Data supplied -
* * * * * * * * *

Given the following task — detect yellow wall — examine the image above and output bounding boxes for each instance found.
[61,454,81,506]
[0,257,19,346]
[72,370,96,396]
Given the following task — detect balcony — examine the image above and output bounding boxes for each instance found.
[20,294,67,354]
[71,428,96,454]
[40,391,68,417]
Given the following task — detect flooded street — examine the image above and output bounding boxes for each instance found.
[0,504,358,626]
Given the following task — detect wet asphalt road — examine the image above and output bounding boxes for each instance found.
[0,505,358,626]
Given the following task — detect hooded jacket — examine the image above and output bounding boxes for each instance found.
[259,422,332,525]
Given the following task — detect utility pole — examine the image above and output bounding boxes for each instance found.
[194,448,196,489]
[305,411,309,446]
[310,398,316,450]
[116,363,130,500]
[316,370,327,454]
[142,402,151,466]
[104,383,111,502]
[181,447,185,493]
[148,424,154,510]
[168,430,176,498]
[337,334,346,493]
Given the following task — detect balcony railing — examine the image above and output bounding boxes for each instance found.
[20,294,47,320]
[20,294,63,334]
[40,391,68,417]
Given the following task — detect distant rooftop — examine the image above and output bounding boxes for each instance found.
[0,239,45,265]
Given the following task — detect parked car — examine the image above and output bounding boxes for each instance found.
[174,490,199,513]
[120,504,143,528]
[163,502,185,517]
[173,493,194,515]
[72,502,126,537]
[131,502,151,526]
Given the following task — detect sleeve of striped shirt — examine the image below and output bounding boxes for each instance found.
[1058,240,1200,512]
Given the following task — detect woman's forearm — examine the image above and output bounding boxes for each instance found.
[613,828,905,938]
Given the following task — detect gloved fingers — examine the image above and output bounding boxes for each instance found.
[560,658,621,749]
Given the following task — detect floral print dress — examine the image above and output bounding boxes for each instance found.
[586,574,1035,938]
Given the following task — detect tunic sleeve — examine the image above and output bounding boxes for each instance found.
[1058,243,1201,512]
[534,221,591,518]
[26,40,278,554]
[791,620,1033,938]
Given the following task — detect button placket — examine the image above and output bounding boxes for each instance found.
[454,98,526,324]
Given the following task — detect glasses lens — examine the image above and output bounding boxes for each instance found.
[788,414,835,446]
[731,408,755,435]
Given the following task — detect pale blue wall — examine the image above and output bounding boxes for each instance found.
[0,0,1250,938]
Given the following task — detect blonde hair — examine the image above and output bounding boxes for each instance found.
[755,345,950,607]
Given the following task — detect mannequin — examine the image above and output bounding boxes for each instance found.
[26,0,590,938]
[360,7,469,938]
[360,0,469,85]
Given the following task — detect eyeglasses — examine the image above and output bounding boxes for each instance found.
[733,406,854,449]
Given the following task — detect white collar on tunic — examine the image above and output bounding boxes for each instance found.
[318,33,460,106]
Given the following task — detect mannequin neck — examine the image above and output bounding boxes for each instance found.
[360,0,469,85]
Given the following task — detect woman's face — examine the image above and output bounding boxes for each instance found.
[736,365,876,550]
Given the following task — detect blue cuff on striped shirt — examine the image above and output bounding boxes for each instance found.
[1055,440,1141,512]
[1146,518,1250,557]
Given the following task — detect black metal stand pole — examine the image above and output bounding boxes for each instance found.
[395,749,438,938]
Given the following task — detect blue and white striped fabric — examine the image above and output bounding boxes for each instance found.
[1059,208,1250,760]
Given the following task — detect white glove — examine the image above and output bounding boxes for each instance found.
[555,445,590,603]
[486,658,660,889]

* * * * * * * * *

What is required - Please render the lines starting at the one that contains "Given the following task — detect distant" and ending at the one that contains "[791,620,1033,938]" as a JSON list of strings, one string per line, with blank lines left out.

Solved exercise -
[
  "Given the following task — detect distant rooftop — examine the image above and output bounding boxes for each instance found.",
  "[0,239,45,265]",
  "Given the following task — detect parked car — examine the image above and output bounding boxes for each instance found.",
  "[174,490,199,513]",
  "[120,504,143,528]",
  "[163,502,185,517]",
  "[173,493,194,515]",
  "[72,502,126,537]",
  "[131,502,151,526]",
  "Given the following task — detect sleeve of striped shirt — examine the image below and output bounding boxes for each instance found.",
  "[1058,240,1200,512]",
  "Given the following task — detect woman's forearm — examine the image above and output bounding boxes for each instance found.",
  "[613,828,905,938]",
  "Given the following task — detect gloved fingers — examine the image above and output bounding boxes for each instance found.",
  "[560,658,621,749]",
  "Given the following task — detect floral print dress — examine the image above and output bounding boxes for each instance found.",
  "[586,574,1035,938]",
  "Given the following task — detect tunic sleeve — examine the image above and output bounding boxes for each instance found.",
  "[1058,243,1201,512]",
  "[534,221,591,518]",
  "[26,40,278,554]",
  "[791,620,1033,938]"
]